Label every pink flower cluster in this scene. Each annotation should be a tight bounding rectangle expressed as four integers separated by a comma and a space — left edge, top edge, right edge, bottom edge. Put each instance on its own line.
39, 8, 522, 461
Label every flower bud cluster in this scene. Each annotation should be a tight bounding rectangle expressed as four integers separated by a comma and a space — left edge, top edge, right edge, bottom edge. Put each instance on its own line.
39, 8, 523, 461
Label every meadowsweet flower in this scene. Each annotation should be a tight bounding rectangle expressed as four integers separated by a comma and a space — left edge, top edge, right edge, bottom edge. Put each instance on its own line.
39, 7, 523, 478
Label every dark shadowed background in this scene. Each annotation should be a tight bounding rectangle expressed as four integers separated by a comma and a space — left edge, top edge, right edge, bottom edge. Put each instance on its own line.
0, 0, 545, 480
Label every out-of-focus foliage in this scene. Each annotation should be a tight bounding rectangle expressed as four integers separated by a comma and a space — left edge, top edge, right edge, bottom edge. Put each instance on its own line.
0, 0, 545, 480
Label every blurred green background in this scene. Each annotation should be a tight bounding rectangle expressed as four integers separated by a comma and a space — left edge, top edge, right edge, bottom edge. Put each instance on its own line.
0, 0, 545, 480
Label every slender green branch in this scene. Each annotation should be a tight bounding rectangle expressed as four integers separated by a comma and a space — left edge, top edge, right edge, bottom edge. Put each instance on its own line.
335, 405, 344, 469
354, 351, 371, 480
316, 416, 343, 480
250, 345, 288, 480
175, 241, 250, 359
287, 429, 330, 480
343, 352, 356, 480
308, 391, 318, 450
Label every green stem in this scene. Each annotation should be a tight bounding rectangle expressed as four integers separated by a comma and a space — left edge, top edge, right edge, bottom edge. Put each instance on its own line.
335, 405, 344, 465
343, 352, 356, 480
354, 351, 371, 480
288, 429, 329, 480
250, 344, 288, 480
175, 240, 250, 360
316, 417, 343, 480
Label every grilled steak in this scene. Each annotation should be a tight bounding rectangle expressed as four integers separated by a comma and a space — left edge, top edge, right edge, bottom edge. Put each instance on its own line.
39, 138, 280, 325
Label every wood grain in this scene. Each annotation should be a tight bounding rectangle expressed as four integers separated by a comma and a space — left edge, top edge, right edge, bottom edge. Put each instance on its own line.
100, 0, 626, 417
----------------
Prompt: Reproduce all of the data above line for line, without changing a single character.

Task result:
Label every pink flower cluster in this scene. Each annotation should be a tight bounding rectangle expressed as four integers separated by a comma and a space — left edge, top edge, right edge, bottom edge. Put each instance on its own line.
39, 8, 522, 461
Label every flower bud cluster in this scene. Each annotation should be a tight bounding rectangle expressed as four integers separated by a comma and a space — left edge, top edge, right edge, bottom edge. Put each instance on its own line.
39, 8, 523, 461
Label every meadowsweet flower in this scene. Each annotation should be a tight bounding rectangle expressed as four integers separated by a comma and a space — left edge, top edge, right edge, bottom edge. Put each instance on its own line.
39, 7, 523, 478
Label every dark shadowed background in this scene. Each annotation should be a tight bounding rectangle expressed as four integers separated by a comma and a space — left edge, top edge, right edge, bottom edge. Put each instance on its own line.
0, 0, 545, 480
Label every out-of-focus foliage in this scene. Each annotation should be a tight bounding rectangle expressed as four integers separated by a comma and a space — left edge, top edge, right edge, bottom edge. Put each instance on its own line.
0, 0, 545, 480
Label every blurred green background in this scene. Each annotation should be a tight bounding rectangle expressed as four integers separated by a comma and a space — left edge, top edge, right edge, bottom edge. Put each instance on its own line.
0, 0, 545, 480
Label every slender green branch in this scene. Each annotation should be a tight bounding rectangle expressed as four integers separated by a comma and a space — left edge, top edge, right edge, bottom edge. Put each instance on its own line.
335, 405, 344, 469
354, 351, 371, 480
316, 416, 343, 480
250, 345, 288, 480
175, 241, 250, 359
287, 429, 330, 480
343, 352, 356, 480
308, 391, 318, 450
Label every green stem in this scene. Each annotation should be a tight bounding rectangle expressed as four integers separated by a comma and a space — left edge, top edge, right edge, bottom edge. Put each instance on its own line.
335, 405, 344, 465
343, 352, 356, 480
354, 351, 371, 480
288, 429, 329, 480
250, 344, 288, 480
175, 240, 250, 360
316, 417, 343, 480
Label every grilled steak in this scene. Each annotation should be a tight bounding rectangle expressed as four integers separated by a comma and a space — left edge, top edge, right edge, bottom edge. Put each instance on its own line.
39, 138, 280, 325
Label every wood grain in this scene. Each annotation should be a tight bounding rectangle expressed as four integers separated by a comma and a space — left edge, top edge, right edge, bottom edge. Put each instance on its own line.
100, 0, 626, 417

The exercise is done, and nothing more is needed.